### What is expected
Please gather every line of the items below that contains the string "road". Case counts.

### Recorded information
########################################

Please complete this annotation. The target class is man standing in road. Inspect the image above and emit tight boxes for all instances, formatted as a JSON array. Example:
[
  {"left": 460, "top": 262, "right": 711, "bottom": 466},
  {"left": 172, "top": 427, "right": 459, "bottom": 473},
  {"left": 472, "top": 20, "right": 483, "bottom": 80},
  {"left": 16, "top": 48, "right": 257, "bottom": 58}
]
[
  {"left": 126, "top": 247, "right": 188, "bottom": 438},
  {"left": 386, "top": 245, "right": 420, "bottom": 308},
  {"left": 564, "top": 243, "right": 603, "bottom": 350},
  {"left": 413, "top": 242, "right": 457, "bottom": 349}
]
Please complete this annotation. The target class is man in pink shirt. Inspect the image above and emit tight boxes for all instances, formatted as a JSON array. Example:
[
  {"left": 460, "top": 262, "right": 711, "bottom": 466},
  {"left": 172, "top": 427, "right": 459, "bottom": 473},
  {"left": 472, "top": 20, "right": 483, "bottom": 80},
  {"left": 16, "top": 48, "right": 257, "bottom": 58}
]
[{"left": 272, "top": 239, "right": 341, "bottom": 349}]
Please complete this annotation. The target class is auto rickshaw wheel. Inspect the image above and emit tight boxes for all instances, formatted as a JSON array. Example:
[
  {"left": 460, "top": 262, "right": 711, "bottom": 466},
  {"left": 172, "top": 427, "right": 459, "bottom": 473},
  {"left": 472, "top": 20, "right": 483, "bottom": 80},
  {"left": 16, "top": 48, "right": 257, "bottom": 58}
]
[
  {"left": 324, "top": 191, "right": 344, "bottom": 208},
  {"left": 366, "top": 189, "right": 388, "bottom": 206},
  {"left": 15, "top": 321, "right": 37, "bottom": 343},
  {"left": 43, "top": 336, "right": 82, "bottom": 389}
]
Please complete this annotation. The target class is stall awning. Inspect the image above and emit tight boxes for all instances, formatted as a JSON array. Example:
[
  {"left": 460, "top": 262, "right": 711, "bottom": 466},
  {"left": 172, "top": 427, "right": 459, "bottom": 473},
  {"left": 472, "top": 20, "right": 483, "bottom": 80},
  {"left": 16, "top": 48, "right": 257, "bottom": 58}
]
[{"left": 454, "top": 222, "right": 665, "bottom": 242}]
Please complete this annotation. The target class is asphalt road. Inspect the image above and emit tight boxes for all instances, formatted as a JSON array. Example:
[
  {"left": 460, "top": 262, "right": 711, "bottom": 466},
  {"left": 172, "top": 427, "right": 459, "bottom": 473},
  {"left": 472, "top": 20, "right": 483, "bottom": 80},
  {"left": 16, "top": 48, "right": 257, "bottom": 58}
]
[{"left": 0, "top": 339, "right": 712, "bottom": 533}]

########################################

### Full solution
Please complete this annotation. The target class is man standing in road. Inspect the image above and emit tight boxes for all instances, formatted as a JSON array. Example:
Please complete this annotation. The target class is asphalt road. Inspect the image above and emit tight boxes for all instances, formatted as a JSON array. Example:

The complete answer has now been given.